** Requirements **
[1] Repeat the passage on meteorites and comets word for word, starting at "They generally burst" and ending at "solitary or gregarious.".
[2] In the passage on meteorites and comets, why is the swarm that drifts into our solar system not yet a comet? Answer in one to three sentences.
[3] Carry the passage on meteorites and comets forward from its final sentence.

** Quoted text **
_ _ _ _ _

They generally burst into fragments and fall without doing damage.
It is clear that "empty space" is, at least within the limits of our
solar system, full of these things. They swarm like fishes in the seas.
Like the fishes, moreover, they may be either solitary or gregarious.
The solitary bit of cosmic rubbish is the meteorite, which we have just
examined. A "social" group of meteorites is the essential part of a
comet. The nucleus, or bright central part, of the head of a comet (Fig.
19) consists of a swarm, sometimes thousands of miles wide, of these
pieces of iron or stone. This swarm has come under the sun's
gravitational influence, and is forced to travel round it. From some
dark region of space it has moved slowly into our system. It is not then
a comet, for it has no tail. But as the crowded meteors approach the
sun, the speed increases. They give off fine vapour-like matter and the
fierce flood of light from the sun sweeps this vapour out in an
ever-lengthening tail. Whatever way the comet is travelling, the tail
always points away from the sun.

_ _ _ _ _

Data listing
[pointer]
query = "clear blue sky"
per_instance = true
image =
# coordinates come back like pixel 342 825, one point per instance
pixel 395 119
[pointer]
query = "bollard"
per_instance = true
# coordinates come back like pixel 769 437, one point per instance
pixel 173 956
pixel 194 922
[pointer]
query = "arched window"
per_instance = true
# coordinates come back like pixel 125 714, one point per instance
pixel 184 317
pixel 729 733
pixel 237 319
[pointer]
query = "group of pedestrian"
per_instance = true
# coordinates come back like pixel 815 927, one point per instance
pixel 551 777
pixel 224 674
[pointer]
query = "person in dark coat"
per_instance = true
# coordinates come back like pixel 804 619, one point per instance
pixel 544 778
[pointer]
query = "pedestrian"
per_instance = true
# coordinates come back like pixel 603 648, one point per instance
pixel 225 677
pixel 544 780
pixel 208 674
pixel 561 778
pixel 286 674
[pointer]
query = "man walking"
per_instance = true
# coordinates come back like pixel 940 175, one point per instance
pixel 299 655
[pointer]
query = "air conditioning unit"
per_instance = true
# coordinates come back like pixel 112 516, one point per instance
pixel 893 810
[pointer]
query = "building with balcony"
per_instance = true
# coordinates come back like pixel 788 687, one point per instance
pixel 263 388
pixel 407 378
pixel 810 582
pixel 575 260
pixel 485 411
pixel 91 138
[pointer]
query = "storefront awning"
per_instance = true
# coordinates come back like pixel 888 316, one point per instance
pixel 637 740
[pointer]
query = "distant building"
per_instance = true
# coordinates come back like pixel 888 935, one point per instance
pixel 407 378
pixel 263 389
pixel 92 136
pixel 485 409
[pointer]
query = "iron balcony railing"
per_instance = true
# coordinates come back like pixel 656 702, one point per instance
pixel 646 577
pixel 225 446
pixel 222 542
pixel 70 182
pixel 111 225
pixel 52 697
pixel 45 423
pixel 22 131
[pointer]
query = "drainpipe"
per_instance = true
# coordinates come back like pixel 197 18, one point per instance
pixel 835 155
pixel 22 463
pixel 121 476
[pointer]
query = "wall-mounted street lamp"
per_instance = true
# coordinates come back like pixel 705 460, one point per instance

_ _ _ _ _

** Task-by-task answers **
[1]
They generally burst into fragments and fall without doing damage.
It is clear that "empty space" is, at least within the limits of our
solar system, full of these things. They swarm like fishes in the seas.
Like the fishes, moreover, they may be either solitary or gregarious.

[2] It is not yet a comet because it has no tail. The tail forms only as the meteors near the sun, give off fine vapor-like matter, and the sun's light sweeps that vapor out.

[3]
A Great Comet
The vapoury tail often grows to an enormous length as the comet
approaches the sun. The great comet of 1843 had a tail two hundred
million miles long. It is, however, composed of the thinnest vapours
imaginable. Twice during the nineteenth century the earth passed through
the tail of a comet, and nothing was felt. The vapours of the tail are,
in fact, so attenuated that we can hardly imagine them to be white-hot.
They may be lit by some electrical force. However that may be, the comet
dashes round the sun, often at three or four hundred miles a second,
then may pass gradually out of our system once more. It may be a
thousand years, or it may be fifty years, before the monarch of the
system will summon it again to make its fiery journey round his throne.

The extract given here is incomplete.